Report how many lines in the records below contain the word "round", and reply with that number alone.

# [EXERCISE INPUTS]
────
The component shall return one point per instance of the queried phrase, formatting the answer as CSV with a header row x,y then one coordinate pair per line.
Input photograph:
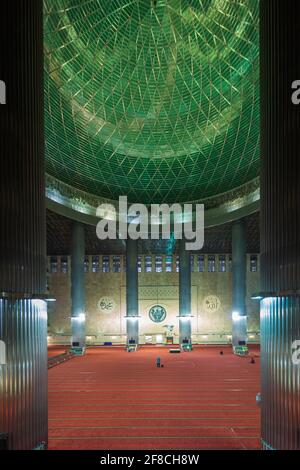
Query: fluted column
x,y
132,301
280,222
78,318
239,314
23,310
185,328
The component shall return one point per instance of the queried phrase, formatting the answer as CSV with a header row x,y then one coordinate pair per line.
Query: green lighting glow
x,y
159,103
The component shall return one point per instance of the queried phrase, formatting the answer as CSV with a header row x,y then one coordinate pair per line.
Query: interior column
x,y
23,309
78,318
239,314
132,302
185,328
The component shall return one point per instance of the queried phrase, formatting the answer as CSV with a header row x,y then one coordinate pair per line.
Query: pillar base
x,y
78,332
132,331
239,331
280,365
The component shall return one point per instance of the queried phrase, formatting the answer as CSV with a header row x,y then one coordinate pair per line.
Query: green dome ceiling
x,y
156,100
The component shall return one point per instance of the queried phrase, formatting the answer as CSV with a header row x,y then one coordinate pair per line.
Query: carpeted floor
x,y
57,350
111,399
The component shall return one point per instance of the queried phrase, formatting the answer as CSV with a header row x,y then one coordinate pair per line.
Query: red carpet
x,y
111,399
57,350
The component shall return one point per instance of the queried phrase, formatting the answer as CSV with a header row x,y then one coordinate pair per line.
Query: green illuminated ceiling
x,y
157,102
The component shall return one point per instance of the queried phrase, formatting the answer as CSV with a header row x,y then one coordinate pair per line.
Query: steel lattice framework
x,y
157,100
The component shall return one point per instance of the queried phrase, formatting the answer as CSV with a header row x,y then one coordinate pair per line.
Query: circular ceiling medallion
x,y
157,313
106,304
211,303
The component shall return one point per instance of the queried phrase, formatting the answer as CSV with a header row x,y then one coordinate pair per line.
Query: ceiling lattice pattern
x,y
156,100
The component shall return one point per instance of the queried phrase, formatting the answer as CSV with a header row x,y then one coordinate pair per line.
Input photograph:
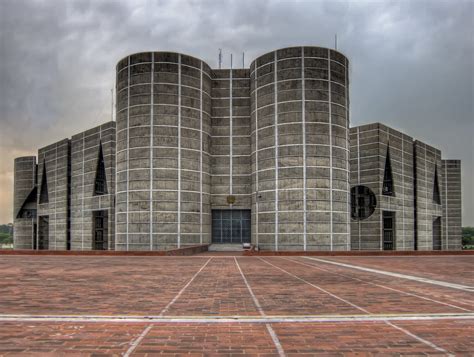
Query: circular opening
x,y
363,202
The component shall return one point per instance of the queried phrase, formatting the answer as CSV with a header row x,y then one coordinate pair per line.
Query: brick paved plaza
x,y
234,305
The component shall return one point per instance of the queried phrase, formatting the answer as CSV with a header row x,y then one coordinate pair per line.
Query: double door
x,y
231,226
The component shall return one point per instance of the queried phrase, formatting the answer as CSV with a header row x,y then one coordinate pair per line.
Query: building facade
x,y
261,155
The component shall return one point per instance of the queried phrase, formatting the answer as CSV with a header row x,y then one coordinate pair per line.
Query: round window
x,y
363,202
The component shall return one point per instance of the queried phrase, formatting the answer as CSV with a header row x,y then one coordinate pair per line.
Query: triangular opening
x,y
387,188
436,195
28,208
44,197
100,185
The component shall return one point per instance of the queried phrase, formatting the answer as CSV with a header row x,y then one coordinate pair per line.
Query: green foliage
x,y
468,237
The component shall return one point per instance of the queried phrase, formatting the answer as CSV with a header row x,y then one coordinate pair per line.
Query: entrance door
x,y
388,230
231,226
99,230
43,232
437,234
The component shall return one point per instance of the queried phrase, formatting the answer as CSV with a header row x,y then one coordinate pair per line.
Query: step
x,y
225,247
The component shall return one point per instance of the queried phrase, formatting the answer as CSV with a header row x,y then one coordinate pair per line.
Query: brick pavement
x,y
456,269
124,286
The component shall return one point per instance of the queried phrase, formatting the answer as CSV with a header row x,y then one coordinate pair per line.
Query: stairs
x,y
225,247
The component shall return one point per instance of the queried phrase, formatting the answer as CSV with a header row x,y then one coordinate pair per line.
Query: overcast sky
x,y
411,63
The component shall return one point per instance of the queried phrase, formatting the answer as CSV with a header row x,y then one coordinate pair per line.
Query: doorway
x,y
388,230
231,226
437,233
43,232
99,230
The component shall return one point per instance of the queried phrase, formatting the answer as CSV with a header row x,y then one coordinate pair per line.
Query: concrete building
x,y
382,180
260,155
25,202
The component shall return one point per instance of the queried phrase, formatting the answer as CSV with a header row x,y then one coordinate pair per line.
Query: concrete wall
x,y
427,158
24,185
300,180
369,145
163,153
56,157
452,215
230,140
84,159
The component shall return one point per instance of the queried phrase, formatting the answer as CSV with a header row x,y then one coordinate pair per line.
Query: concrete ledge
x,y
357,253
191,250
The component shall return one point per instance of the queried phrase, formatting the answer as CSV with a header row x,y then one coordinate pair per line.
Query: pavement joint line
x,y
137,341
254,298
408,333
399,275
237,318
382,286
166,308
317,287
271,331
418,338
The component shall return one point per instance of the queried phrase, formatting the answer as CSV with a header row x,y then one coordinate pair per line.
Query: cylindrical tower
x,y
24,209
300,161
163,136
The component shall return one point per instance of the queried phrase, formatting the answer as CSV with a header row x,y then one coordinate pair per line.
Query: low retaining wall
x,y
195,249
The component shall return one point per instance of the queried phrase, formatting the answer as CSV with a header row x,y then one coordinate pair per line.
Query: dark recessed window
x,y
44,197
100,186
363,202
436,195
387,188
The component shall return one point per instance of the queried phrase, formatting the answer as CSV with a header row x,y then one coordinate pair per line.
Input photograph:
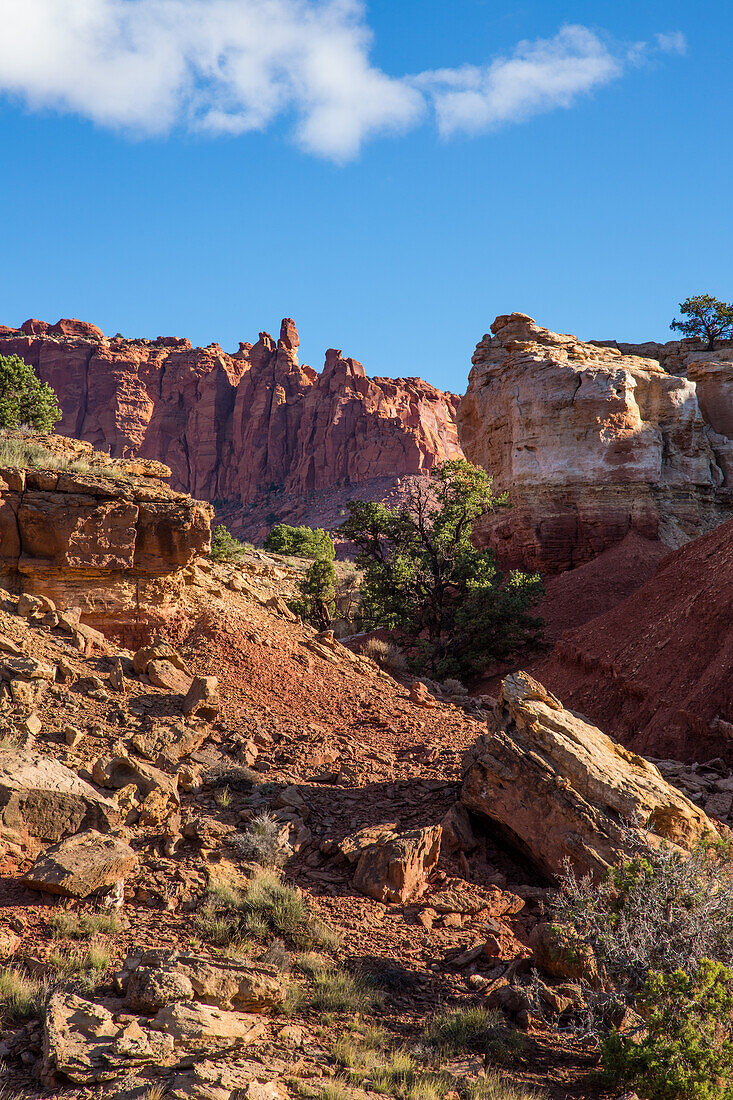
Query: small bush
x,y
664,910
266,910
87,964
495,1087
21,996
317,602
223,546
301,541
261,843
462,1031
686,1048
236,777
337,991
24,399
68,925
────
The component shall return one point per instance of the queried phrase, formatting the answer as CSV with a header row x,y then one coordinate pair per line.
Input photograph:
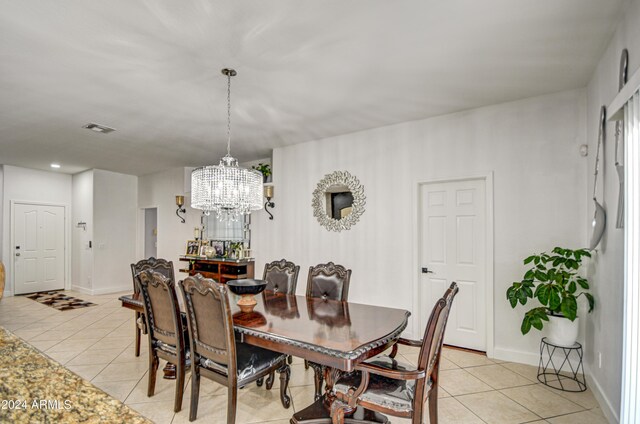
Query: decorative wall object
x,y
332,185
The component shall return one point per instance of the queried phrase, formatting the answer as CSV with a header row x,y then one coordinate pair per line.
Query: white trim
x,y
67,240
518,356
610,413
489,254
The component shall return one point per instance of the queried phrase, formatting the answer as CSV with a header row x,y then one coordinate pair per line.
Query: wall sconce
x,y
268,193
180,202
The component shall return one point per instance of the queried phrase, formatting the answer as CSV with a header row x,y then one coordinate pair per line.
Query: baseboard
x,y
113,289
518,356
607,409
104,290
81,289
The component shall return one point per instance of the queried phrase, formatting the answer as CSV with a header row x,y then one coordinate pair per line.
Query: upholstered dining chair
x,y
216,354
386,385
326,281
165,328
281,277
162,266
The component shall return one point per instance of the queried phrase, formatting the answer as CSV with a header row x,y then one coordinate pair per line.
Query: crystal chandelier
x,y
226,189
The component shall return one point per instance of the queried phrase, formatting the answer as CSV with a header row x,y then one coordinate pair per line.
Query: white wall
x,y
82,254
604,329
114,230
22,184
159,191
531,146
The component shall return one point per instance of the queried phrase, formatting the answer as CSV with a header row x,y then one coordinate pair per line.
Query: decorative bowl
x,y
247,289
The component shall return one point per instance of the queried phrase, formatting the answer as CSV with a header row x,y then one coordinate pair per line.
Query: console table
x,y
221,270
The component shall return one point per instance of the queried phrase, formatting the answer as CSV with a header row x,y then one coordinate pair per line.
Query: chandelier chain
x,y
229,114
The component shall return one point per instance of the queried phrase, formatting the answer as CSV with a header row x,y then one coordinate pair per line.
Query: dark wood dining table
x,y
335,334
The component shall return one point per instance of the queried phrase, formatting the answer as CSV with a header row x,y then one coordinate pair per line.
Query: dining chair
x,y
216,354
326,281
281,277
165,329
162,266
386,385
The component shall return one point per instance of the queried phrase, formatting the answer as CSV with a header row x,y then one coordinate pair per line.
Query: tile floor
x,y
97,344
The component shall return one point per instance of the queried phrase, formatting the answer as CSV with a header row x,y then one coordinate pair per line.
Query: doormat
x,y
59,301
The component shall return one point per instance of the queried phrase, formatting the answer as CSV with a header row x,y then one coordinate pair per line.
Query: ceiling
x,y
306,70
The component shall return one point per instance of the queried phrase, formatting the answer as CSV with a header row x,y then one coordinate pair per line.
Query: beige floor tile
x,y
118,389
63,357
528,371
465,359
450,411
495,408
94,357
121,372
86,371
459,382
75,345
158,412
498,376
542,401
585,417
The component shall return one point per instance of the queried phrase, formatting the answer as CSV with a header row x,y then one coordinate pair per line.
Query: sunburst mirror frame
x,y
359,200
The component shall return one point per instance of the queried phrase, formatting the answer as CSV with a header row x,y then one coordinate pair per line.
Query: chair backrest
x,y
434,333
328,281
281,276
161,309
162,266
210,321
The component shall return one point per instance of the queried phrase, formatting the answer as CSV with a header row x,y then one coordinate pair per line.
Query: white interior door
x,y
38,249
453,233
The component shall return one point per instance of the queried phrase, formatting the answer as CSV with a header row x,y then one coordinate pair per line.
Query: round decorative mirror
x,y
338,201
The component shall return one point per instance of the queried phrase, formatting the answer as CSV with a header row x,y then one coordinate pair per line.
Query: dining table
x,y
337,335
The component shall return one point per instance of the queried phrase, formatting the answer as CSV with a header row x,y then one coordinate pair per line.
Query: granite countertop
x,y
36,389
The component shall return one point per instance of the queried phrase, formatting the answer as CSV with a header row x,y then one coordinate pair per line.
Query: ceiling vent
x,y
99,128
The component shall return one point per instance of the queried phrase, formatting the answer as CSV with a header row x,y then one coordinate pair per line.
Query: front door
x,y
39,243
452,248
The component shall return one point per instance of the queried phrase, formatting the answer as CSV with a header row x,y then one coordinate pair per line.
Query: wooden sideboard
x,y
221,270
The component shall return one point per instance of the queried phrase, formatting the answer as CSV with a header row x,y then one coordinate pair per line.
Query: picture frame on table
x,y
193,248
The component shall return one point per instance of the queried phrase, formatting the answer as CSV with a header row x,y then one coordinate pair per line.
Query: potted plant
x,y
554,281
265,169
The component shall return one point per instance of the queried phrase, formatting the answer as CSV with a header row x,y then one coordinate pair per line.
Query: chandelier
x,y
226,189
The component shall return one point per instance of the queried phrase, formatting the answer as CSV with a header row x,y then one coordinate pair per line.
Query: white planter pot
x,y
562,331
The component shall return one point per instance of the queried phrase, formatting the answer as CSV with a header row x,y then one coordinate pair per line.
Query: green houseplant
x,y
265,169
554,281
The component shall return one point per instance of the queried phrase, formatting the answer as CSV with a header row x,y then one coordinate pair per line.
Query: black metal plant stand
────
# [RESULT OF THE EXERCISE]
2